======== Task inputs ========

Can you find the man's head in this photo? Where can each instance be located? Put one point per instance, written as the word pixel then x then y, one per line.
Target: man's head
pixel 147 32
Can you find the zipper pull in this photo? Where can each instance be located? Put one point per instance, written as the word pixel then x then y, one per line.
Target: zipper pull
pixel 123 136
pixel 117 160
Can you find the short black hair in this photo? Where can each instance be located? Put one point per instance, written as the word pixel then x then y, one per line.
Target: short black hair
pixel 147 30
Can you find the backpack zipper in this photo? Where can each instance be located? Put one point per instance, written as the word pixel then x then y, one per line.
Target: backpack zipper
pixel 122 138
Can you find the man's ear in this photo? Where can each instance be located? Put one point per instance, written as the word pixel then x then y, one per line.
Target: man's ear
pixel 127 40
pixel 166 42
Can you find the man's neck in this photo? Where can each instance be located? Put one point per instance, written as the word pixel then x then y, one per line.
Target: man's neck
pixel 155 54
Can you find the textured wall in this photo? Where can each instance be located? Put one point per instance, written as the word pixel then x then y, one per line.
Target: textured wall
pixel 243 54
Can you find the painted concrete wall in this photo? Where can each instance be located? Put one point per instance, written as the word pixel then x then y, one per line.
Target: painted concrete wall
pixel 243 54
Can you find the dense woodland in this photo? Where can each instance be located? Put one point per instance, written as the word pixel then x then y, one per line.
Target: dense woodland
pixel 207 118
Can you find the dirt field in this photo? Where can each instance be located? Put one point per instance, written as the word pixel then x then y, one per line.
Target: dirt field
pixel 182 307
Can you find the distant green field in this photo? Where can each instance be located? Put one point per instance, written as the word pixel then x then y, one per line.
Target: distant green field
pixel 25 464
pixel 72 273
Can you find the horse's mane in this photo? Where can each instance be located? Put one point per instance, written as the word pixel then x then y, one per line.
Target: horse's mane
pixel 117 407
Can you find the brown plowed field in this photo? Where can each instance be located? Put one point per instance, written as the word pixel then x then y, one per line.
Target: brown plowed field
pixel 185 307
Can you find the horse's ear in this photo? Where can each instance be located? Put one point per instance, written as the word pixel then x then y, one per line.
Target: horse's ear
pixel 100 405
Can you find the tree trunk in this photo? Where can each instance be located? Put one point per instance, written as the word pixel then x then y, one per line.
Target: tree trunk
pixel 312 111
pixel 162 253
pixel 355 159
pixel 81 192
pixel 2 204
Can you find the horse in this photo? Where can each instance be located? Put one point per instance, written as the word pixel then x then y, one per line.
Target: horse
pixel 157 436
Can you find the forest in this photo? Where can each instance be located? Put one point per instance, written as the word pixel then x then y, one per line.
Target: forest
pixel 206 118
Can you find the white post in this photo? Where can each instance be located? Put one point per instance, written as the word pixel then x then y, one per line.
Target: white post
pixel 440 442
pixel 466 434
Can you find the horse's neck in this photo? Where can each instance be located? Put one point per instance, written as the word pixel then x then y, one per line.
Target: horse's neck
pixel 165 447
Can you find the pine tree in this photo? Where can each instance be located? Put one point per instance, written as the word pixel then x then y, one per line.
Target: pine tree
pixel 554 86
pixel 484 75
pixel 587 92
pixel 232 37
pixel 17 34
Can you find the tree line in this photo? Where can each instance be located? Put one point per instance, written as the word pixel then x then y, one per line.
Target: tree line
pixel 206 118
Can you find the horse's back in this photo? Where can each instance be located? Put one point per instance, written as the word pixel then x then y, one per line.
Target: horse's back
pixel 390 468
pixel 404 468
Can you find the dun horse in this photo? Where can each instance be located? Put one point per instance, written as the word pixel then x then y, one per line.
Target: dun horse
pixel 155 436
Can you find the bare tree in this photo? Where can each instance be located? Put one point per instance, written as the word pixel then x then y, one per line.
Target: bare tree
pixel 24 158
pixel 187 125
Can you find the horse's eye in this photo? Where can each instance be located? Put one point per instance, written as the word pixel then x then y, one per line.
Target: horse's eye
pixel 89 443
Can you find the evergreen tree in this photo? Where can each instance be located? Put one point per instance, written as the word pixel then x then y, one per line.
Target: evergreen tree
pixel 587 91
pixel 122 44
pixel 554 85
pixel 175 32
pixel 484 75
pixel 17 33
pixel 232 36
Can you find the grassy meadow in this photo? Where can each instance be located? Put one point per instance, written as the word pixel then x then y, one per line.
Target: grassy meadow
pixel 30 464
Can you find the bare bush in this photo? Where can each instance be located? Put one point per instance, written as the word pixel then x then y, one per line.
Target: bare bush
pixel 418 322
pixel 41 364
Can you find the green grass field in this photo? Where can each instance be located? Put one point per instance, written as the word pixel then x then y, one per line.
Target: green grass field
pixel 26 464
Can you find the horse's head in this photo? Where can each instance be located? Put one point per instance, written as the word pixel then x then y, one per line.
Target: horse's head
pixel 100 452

========

Task to complete :: Retype all of the data above exactly as it appears, line for line.

Output of the exercise ::
Can you find the man's head in this photo? Where can each instance be located? Put one point per instance, written as the word pixel then x then y, one per line.
Target: man's head
pixel 147 32
Can you find the zipper pull in this photo? Where can each instance be located? Put one point per instance, written as the word pixel then x then y, one per line.
Target: zipper pull
pixel 123 136
pixel 117 160
Can you find the short black hair in this photo? Where can each instance be located? Put one point per instance, written as the word pixel then x then y, one per line.
Target: short black hair
pixel 147 30
Can you find the backpack zipper in this photo? Where can each instance be located? Put one point per instance, written as the word pixel then x then y, one per line.
Target: backpack zipper
pixel 122 138
Can you find the man's ear in this photo? Where can each instance be located? Put one point per instance, written as the word pixel then x then y, one per line.
Target: man's ear
pixel 127 40
pixel 166 42
Can you find the man's neck in this photo? Where can each instance be located? Put one point per instance, written as the word pixel then x then y, one per line.
Target: man's neck
pixel 155 54
Can you find the textured wall in this photo? Where can each instance be located? Put one point per instance, written as the word pixel then x then y, one per line.
Target: textured wall
pixel 243 54
Can you find the painted concrete wall in this photo? Where can each instance be located? Put one point per instance, written as the word pixel then x then y, one per line.
Target: painted concrete wall
pixel 243 54
Can you find the dense woodland in this photo? Where can each instance be located? Put one point per instance, written as the word pixel then x then y, one per line.
Target: dense woodland
pixel 207 118
Can you find the dirt field in this photo? Where can each instance be located? Put one point per instance, written as the word pixel then x then y, one per line.
Target: dirt field
pixel 182 307
Can you find the distant green field in this photo? Where can each instance be located? Put one point per instance, written as the word pixel then x then y, one per line.
Target: distant green field
pixel 25 464
pixel 72 273
Can you find the horse's mane in this photo? Where can each instance be located? Put one point per instance, written as the word pixel then x then y, one per line.
Target: horse's mane
pixel 117 407
Can you find the brown plowed field in this photo? Where can each instance be located? Put one point per instance, written as the word pixel then x then y, one per line.
Target: brown plowed field
pixel 185 307
Can you find the horse's ear in this photo? Where can each instance be located? Put one point per instance, written as the word pixel then x then y, one per line.
Target: horse's ear
pixel 100 405
Can you find the tree trunk in this photo? Where can each instance be located? Put one point per instance, written as the word pixel then x then y, one per line.
Target: tree trunk
pixel 312 111
pixel 162 253
pixel 355 159
pixel 81 192
pixel 2 204
Can you find the horse in this photo? Where can each instance be located? Put one point per instance, written as the word pixel then x then y, one per line.
Target: horse
pixel 157 436
Can you find the forest in this photo? Where can each instance be located? Put one point per instance, written as the word pixel then x then y, one per line.
Target: forest
pixel 206 118
Can you find the white post in this photo? Where can each instance be located? Put one point per instance, written as the word pixel then x then y, one per line.
Target: white post
pixel 440 442
pixel 466 434
Can you find the horse's neck in this photo? Where can each instance be located? Put one point per instance, written as the word pixel then x then y, one per line.
Target: horse's neck
pixel 165 447
Can you find the pine tree in this photo? Where can each instance be located? Put one point per instance, written as the word pixel then x then y, one per line.
Target: pine tree
pixel 554 86
pixel 484 75
pixel 587 92
pixel 232 37
pixel 17 34
Can you find the tree line in this photo? Where can each instance be located? Put one point per instance, written as the word pixel then x then y, one per line.
Target: tree line
pixel 206 118
Can you find the horse's back in this photo? Where can each instance be located? Put one point per instance, written as the word pixel then x then y, one per line.
Target: horse's back
pixel 390 468
pixel 404 468
Can you find the dun horse in this photo? Where can each instance be located? Put one point per instance, written as the word pixel then x then y, one per line.
Target: dun horse
pixel 155 436
Can you find the bare tree in this photo? Where can each instance be located? Put one point per instance, written as the word pixel then x then y, one per line.
Target: bare tree
pixel 24 158
pixel 187 125
Can you find the horse's eye in this photo? Where can each instance be located? Put one point per instance, written as the word pixel then x then y, one per line.
Target: horse's eye
pixel 89 443
Can you find the evergreen tree in this photo? Where can each instance be located? Put one point per instance, written as the word pixel then x then y, one per line.
Target: evergreen tree
pixel 587 91
pixel 122 44
pixel 554 85
pixel 175 32
pixel 484 75
pixel 17 33
pixel 232 36
Can you find the grassy meadow in this photo? Where can each instance be located? Put one point per instance, written as the word pixel then x then y, one per line.
Target: grassy meadow
pixel 30 464
Can you find the bare bush in this photo? Where can each instance be located? Put one point per instance, written as the word pixel then x then y, one per line.
Target: bare bush
pixel 418 322
pixel 41 364
Can you find the green grass field in this photo? Where can each instance be located? Put one point per instance, written as the word pixel then x then y, one per line.
Target: green grass field
pixel 26 464
Can you find the horse's head in this photo? Where can each instance be located? Put one point per instance, written as the word pixel then x then y, one per line.
Target: horse's head
pixel 100 452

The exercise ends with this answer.